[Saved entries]

★ ★ ★ ★ ★

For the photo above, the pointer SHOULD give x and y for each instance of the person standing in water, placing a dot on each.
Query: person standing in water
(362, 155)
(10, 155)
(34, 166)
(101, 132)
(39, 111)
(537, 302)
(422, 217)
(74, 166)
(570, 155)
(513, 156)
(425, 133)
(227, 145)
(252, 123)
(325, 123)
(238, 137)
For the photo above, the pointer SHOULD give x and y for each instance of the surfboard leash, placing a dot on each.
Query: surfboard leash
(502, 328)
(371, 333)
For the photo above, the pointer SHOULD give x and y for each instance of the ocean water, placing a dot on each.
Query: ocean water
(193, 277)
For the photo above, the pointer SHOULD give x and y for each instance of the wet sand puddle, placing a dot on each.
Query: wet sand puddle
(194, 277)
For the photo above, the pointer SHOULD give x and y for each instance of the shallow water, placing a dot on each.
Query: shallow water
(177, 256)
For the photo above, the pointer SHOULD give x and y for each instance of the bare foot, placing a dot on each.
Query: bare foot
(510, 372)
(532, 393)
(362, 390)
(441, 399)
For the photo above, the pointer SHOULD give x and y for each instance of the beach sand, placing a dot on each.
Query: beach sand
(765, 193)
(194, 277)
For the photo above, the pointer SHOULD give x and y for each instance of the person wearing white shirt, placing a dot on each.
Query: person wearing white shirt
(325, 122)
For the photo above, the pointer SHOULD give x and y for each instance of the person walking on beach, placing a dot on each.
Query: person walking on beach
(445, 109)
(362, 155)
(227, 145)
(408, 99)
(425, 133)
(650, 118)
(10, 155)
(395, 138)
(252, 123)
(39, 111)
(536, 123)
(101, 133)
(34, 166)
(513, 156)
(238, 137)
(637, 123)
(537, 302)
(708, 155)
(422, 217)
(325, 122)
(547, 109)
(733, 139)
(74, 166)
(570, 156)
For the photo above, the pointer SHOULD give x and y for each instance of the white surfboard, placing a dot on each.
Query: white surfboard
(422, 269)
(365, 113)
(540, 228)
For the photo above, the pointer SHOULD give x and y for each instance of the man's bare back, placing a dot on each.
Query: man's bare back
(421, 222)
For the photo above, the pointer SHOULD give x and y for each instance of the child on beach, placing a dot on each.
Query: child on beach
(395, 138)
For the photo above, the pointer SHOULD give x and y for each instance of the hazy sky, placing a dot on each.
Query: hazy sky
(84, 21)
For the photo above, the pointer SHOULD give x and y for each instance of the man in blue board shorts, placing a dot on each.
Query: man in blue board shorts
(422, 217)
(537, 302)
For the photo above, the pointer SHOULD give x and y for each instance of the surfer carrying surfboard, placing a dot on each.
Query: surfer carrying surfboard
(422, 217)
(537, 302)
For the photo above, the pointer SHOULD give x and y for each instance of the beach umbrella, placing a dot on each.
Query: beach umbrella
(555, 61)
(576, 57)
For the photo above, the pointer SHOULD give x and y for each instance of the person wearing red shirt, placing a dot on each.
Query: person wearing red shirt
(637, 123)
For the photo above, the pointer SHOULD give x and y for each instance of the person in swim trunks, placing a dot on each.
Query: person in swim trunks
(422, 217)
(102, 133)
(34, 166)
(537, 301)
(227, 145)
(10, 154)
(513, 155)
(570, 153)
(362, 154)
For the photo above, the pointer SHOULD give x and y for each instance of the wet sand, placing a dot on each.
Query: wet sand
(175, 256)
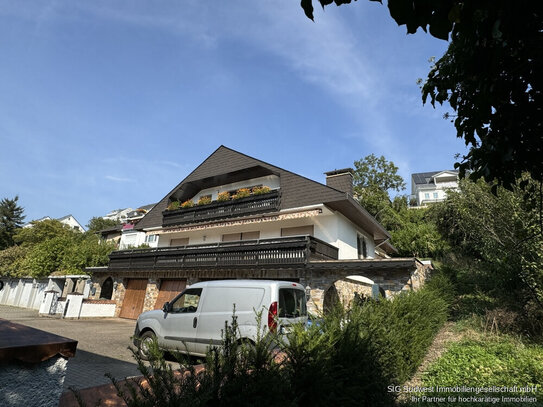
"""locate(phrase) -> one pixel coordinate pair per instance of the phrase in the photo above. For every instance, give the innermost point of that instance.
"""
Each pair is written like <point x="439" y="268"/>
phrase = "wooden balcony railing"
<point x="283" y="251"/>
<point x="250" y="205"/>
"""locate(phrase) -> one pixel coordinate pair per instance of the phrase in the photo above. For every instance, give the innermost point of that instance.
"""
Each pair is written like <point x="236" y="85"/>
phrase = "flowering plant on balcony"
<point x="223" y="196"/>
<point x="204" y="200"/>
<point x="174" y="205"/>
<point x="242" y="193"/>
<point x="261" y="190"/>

★ ★ ★ ★ ★

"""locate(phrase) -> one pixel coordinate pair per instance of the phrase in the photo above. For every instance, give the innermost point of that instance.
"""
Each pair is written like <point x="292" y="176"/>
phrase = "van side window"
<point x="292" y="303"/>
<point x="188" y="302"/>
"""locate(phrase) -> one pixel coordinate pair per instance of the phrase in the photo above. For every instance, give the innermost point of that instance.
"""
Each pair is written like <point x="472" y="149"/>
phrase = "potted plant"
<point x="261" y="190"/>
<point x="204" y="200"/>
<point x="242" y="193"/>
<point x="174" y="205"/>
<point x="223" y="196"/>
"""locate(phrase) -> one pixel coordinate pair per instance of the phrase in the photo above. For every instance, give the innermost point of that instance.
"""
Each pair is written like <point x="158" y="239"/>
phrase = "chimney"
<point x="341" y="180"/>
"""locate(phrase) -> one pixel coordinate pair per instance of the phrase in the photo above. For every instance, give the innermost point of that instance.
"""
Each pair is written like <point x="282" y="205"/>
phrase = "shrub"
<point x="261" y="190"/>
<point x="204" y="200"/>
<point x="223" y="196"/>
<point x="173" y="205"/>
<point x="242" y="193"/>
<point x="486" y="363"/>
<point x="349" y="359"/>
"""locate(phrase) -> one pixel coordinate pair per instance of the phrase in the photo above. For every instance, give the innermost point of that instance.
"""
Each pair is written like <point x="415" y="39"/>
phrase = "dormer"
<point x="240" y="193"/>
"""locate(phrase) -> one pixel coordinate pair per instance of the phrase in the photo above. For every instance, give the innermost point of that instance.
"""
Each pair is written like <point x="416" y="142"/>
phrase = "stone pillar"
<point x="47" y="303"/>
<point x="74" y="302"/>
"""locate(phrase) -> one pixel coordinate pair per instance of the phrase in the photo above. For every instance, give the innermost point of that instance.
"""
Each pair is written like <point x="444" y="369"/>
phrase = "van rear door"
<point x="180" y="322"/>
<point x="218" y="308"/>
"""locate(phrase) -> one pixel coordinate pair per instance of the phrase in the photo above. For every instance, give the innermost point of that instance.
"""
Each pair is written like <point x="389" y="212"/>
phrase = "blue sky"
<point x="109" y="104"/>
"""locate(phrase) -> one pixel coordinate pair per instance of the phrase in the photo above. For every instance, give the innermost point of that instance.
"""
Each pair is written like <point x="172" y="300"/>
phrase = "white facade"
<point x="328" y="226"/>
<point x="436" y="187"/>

★ ★ ★ ★ ★

_Requirement_.
When you find a line in the records that contains the word "like", copy it.

_Response to the task_.
Each pair is written like <point x="439" y="268"/>
Each pair is written like <point x="236" y="85"/>
Each pair is written like <point x="292" y="176"/>
Each pair is written like <point x="472" y="149"/>
Each pair is written like <point x="158" y="239"/>
Each pair is written like <point x="282" y="205"/>
Each pair is written like <point x="415" y="39"/>
Each pair is written like <point x="416" y="142"/>
Each pair is written like <point x="444" y="369"/>
Each pair is written like <point x="389" y="212"/>
Each pair is written like <point x="172" y="300"/>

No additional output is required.